Task item:
Return the listing below exactly, with the pictures dropped.

Data:

+--

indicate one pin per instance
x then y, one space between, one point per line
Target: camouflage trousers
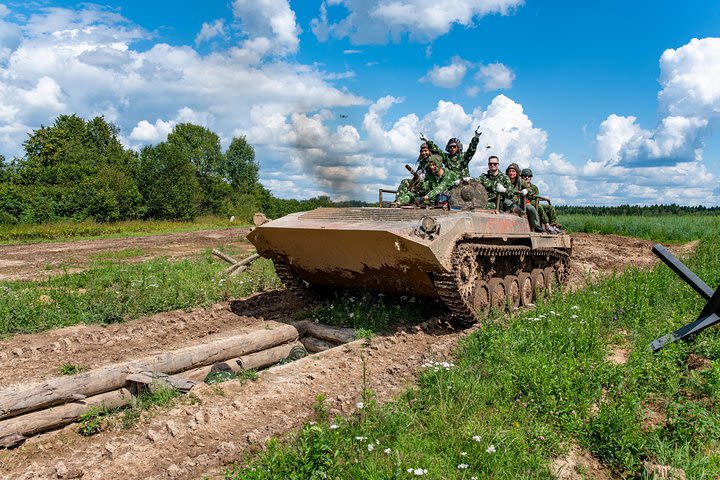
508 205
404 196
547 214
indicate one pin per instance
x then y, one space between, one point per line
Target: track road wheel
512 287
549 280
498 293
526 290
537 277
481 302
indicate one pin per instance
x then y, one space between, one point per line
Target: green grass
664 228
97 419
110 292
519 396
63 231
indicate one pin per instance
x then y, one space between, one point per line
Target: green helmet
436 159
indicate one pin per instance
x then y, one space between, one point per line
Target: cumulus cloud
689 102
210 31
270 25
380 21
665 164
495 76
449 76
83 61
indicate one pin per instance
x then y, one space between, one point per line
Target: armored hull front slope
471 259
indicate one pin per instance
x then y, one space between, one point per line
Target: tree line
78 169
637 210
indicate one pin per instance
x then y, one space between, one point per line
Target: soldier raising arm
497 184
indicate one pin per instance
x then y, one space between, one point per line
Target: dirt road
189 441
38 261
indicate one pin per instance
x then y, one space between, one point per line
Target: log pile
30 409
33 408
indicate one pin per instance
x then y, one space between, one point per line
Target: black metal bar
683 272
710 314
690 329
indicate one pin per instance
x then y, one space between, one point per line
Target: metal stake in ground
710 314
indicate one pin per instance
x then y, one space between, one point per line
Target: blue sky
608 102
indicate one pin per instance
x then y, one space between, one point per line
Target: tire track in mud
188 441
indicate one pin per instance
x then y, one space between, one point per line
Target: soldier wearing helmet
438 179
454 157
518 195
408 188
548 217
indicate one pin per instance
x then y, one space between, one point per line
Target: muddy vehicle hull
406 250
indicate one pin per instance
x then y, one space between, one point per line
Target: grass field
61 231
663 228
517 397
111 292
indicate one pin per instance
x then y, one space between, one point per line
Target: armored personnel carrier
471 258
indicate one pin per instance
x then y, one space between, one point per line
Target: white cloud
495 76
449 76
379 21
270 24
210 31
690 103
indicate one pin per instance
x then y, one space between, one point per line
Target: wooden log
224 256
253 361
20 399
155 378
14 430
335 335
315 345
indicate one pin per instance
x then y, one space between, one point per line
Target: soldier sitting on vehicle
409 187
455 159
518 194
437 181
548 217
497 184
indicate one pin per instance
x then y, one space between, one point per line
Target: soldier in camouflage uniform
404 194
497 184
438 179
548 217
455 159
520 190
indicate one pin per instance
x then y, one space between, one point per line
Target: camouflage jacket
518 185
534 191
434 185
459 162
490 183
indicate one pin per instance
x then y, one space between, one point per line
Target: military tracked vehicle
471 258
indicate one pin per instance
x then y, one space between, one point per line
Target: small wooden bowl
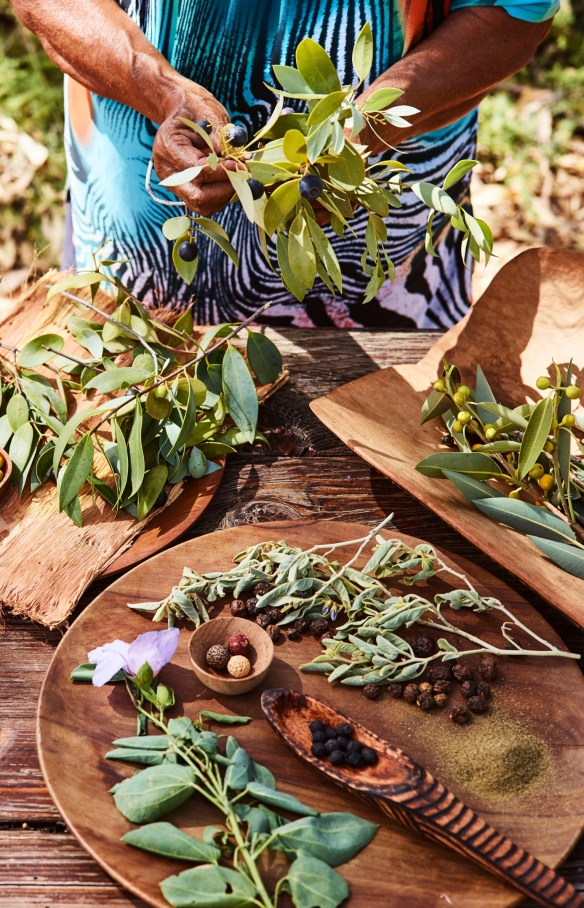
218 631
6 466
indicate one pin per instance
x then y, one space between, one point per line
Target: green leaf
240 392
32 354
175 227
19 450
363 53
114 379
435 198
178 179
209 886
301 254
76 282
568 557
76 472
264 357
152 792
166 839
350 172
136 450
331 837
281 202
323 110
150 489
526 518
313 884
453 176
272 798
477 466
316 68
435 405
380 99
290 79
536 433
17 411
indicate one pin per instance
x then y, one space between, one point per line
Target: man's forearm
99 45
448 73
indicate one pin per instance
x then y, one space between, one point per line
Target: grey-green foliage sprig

+--

Task output:
indicate one pin per instance
x then y, one space between, one point per line
Target: camouflage trousers
508 205
404 196
547 214
indicate one pin per instance
x then y, one space between, one point per line
Target: track road wheel
512 287
549 280
498 293
526 290
537 277
481 302
indicate one pin per instance
x then y, one space between, one point per line
Target: green grass
664 228
97 419
110 292
519 396
63 231
indicate one pin per instance
x then y, one space between, one point per line
Target: green helmet
436 159
indicate one pin per instance
x then y, one space between, one point per line
Target: cumulus cloud
689 102
210 31
270 25
380 21
665 164
495 76
449 76
83 61
indicate one pin per instance
x then y, one space between, one point per line
Target: armored hull front slope
471 259
indicate one pin per instance
x then y, one space between, one point per line
Target: tree line
78 169
637 210
indicate one pin per instance
x then y, one space between, one point per line
Target: soldier raising arm
497 184
indicate one pin per instance
x then y, one space between, one point per line
Target: dirt road
189 441
38 261
indicate one pin per instance
x then y, one space between, one point per line
Target: log pile
30 409
33 408
indicate one pin per instance
x then y, one space between, one point per line
Target: black metal bar
683 272
710 314
690 329
indicate one pin per instance
x then y, one space between, one point per line
Target: metal stake in ground
710 314
indicate one pin per instance
x then y, one space between, one point per line
Target: blue sky
608 102
indicate one pin per instance
x then y, one space between, one point per line
Target: tire track in mud
188 441
indicate one pin per instance
x then y, one space between, one point per line
Target: soldier wearing helmet
438 179
454 157
518 195
408 188
548 217
indicate one pin per instance
x then y, one space between, one point per line
Target: muddy vehicle hull
406 250
indicate one pin per instance
x then y, one space between, one point per line
Target: grass field
61 231
663 228
517 397
111 292
indicate one pin per instance
x then y, one space between, one point per line
Target: armored personnel carrier
471 258
indicate one pin per instance
x then y, one space between, one point per line
Target: white cloud
495 76
449 76
379 21
270 24
210 31
690 103
indicate one pin per instance
x then y, one space between, one point per line
Target: wooden log
224 256
253 361
20 399
155 378
14 430
335 335
315 345
indicate one pin per instance
x then y, one space between, one point per line
Target: soldier sitting on vehicle
409 187
455 159
518 194
437 181
548 217
497 184
indicate one pin per instance
x then y, one space between, one point per line
Target: soldier in camouflage uniform
404 194
497 184
438 179
548 217
455 159
520 190
indicate one pin per instance
x then y, one space between, one point per line
Target: camouflage jacket
518 185
534 191
434 185
459 162
490 183
indicate one pin per instance
x then y, one space between, one point per line
Target: military tracked vehicle
471 258
indicate one pin per instance
x then y, one space between, one point per line
Target: small wooden bowl
218 631
6 466
indicate one pin per instance
x then y, one space between, one point per line
Target: green leaf
240 392
32 354
175 227
19 450
363 53
114 379
435 198
178 179
209 886
301 254
76 282
568 557
76 472
264 357
152 792
166 839
350 172
136 450
331 837
281 202
323 110
150 489
526 518
313 884
453 176
272 798
477 466
316 68
435 405
380 99
290 79
536 433
17 411
indicate one pin per instance
x then y, one space between, one point per line
Target: man's forearm
99 45
448 73
indicate one pin per instance
x then y, one space between, one point per line
Target: grey-green foliage sprig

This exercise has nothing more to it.